• Work request
Each line from the one containing "positive clicks: (30, 22)" through the last line of the records below is to be repeated as written, with nothing added.
--
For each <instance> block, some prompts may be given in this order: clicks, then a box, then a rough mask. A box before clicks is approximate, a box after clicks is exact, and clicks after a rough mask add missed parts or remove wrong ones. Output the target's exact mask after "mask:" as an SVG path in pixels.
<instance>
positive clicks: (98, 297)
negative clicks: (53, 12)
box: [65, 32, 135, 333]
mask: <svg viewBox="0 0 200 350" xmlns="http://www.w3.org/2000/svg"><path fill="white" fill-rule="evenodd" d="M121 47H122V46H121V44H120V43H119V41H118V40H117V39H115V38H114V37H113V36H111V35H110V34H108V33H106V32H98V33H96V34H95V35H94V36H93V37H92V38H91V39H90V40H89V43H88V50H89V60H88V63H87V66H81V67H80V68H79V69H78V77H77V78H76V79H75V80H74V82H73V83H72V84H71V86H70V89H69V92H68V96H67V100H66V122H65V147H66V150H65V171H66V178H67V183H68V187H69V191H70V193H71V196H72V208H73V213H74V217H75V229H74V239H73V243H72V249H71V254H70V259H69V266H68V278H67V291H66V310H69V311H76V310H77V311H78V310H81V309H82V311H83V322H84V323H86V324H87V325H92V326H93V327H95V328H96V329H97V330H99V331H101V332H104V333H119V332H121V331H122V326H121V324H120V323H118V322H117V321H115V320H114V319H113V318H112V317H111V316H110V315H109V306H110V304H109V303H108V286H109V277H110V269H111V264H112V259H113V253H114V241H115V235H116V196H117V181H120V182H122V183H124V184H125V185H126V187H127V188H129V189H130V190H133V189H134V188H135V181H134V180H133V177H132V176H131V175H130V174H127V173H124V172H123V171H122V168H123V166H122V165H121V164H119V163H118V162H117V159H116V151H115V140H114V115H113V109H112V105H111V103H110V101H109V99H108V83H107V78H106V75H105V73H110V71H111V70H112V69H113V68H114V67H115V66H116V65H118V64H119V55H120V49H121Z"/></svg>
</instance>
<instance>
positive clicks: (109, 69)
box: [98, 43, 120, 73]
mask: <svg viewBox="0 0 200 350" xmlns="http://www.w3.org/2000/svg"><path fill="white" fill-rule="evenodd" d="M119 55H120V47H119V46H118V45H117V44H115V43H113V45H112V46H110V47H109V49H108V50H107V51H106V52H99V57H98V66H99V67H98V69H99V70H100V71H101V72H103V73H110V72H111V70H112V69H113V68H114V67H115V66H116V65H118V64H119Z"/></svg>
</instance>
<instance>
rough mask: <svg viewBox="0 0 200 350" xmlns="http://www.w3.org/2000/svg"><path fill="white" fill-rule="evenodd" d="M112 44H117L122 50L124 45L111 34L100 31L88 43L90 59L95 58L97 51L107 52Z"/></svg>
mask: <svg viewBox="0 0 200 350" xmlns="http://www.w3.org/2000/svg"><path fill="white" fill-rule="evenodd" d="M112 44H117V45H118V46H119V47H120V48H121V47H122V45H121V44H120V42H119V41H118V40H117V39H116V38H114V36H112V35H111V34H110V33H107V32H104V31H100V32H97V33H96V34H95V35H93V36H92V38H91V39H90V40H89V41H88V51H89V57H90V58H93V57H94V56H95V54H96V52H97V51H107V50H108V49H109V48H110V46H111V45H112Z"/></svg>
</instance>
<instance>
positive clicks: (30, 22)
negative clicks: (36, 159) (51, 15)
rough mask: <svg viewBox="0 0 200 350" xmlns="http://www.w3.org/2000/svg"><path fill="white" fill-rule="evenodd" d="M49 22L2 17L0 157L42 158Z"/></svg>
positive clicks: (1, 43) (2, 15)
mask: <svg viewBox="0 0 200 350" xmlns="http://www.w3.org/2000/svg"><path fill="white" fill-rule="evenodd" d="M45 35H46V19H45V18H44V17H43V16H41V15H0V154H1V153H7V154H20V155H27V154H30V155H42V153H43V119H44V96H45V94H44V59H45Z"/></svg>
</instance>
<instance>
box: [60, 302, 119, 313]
--
• Final answer
positive clicks: (30, 22)
negative clicks: (36, 159) (51, 15)
rough mask: <svg viewBox="0 0 200 350" xmlns="http://www.w3.org/2000/svg"><path fill="white" fill-rule="evenodd" d="M49 22L2 17L0 157L42 158Z"/></svg>
positive clicks: (1, 43) (2, 15)
mask: <svg viewBox="0 0 200 350" xmlns="http://www.w3.org/2000/svg"><path fill="white" fill-rule="evenodd" d="M45 35H46V19H45V18H44V17H43V16H41V15H0V154H1V153H7V154H20V155H27V154H30V155H42V153H43V119H44V96H45V94H44V59H45Z"/></svg>
</instance>
<instance>
box: [60, 302, 119, 313]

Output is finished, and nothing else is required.